- _Work to do_: Copy out each line of the items below that contains the word "closing".

- _Dataset content_:

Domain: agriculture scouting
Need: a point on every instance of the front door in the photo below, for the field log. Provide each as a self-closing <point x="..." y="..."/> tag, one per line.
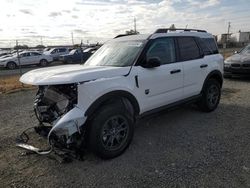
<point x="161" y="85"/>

==

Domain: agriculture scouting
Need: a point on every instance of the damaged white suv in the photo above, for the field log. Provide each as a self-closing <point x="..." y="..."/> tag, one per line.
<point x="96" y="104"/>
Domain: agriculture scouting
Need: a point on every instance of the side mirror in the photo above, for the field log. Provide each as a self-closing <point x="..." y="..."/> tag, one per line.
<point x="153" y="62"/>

- _Completed task_:
Need: a point on every instance of the front door in the photo below, for the field log. Provide each as a self-closing <point x="..." y="..."/> tag, one per line.
Need: a point on every instance of the damaged white suv in the photo above, for the field log. Provide each as a self-closing <point x="..." y="..."/> tag, one per line.
Need: a point on every instance of the side mirror in the photo above, for the field log. Provide each as a self-closing <point x="..." y="..."/> tag, one per line.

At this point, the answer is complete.